EXCERPT:
^^^^
The ongoing SARS-CoV-2 crisis has brought the development of novel vaccines into the spotlight. Processes that used to take place behind closed doors in academic and commercial research institutions are taking center stage. We are witnessing traditional vaccines being rolled out alongside modern vaccines in a race to slow the spread of SARS-CoV-2. The current crisis is also showcasing just how essential fast, reliable and flexible vaccine platforms are if we want to win this race. New approaches are needed to support faster development of more efficacious vaccines.
Empirical vaccine development: The traditional path to vaccines
In traditional vaccine development, the live pathogen is inactivated or attenuated empirically by repeated passaging through cultured cells. The weakened pathogen is administered, and the immune system responds by producing antibodies. This approach works well for simple pathogens with highly conserved structures. However, for difficult pathogens, such as those with high rates of mutations and large numbers of different strains, this approach is not feasible to develop an effective vaccine that provides lasting protection. Notorious examples of difficult pathogens include the influenza virus or human immunodeficiency virus (HIV). To create vaccines that provide efficient, long-lasting protection from the flu or HIV/AIDS, broadly neutralizing antibodies are required.
While the rate of mutation in SARS-CoV-2 is lower than that of influenza or HIV,1 the emergence of SARS-CoV-2 mutations that may be less vulnerable to certain vaccines is cause for concern.2 With traditional vaccine development, the response time to fight emerging variants of SARS-CoV-2 might be too slow, too labor intensive and ultimately too expensive. Rational vaccine design may offer a more flexible and faster alternative to traditional empirical approaches.
Where we go from here: Reverse engineering and rational vaccine design
Instead of administering live or attenuated pathogens and simply observing the results, new technology allows rationally designed vaccines that consist of antigens, a delivery system, and adjuvants that are uniquely tailored to induce a specific and predictable immune response. The principle of reverse-engineering is used to identify the target epitopes from the neutralizing antibodies. Knowledge about mechanisms of protection, effector mechanisms and signaling pathways involved in processing the pathogen and adjuvants is used to design peptides that act as specific immunogenic epitopes. Rational vaccine design incorporates multiple cellular and molecular approaches to gain broader understanding of the viral pathology to identify more opportunities for specific vaccine targets.
^^^^
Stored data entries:

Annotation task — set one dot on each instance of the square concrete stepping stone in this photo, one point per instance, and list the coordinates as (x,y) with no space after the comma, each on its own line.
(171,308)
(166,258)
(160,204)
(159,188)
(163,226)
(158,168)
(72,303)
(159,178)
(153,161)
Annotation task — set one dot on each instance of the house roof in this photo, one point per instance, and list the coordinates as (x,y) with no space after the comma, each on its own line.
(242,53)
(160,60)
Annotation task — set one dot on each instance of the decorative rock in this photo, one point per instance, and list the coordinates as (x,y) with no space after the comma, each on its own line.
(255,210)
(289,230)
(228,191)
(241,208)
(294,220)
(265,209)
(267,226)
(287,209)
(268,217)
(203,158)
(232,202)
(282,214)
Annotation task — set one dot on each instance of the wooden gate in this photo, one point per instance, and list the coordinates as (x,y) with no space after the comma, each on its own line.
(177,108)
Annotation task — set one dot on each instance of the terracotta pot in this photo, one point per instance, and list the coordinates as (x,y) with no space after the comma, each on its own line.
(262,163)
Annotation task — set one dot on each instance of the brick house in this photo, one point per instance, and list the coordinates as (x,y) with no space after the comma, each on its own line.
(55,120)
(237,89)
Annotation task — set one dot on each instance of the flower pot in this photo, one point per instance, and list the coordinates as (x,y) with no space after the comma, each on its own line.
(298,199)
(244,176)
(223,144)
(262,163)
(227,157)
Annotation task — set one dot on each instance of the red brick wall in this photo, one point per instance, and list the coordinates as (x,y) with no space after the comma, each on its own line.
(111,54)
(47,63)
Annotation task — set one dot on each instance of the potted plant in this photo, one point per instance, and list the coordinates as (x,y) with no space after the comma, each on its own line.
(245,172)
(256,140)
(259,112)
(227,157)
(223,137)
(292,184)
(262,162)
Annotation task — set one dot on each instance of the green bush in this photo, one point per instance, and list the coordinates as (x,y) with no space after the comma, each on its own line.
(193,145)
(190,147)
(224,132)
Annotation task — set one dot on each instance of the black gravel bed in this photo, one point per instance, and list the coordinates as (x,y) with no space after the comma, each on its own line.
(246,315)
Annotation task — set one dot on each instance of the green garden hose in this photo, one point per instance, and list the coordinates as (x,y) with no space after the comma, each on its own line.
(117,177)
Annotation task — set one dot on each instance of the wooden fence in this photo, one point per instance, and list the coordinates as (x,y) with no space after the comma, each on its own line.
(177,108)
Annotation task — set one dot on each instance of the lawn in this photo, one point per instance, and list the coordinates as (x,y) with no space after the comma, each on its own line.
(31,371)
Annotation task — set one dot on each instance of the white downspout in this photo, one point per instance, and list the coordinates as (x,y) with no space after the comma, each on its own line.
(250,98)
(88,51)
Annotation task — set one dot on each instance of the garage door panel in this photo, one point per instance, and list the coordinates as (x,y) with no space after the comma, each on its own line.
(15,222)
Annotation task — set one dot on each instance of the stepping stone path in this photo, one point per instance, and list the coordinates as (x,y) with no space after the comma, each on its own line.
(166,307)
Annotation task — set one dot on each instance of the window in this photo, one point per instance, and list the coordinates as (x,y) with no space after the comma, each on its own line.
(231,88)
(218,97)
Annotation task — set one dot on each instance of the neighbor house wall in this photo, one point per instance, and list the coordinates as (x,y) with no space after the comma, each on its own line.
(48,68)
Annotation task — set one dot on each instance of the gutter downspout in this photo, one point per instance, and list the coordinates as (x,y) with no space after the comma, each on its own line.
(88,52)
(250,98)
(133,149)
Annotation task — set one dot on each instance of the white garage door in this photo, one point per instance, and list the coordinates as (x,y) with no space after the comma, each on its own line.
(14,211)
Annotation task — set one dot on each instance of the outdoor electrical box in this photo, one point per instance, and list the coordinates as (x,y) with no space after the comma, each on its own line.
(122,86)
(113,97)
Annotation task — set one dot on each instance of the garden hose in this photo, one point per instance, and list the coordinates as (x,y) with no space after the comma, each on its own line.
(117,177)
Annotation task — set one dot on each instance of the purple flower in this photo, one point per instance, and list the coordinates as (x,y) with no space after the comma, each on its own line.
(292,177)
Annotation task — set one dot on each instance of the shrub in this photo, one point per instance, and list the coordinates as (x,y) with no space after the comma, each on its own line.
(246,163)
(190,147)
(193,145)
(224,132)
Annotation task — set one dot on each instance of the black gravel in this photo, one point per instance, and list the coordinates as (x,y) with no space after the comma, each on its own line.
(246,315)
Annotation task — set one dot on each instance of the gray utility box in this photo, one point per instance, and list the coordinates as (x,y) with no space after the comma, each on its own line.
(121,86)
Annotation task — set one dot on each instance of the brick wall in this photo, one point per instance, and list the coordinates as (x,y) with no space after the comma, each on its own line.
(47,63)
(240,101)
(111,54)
^^^^
WORK TO COMPLETE: Copy word for word the part of the vaccine development passage from "The ongoing SARS-CoV-2" to "more efficacious vaccines.". None of the entries are required here.

TASK OUTPUT:
The ongoing SARS-CoV-2 crisis has brought the development of novel vaccines into the spotlight. Processes that used to take place behind closed doors in academic and commercial research institutions are taking center stage. We are witnessing traditional vaccines being rolled out alongside modern vaccines in a race to slow the spread of SARS-CoV-2. The current crisis is also showcasing just how essential fast, reliable and flexible vaccine platforms are if we want to win this race. New approaches are needed to support faster development of more efficacious vaccines.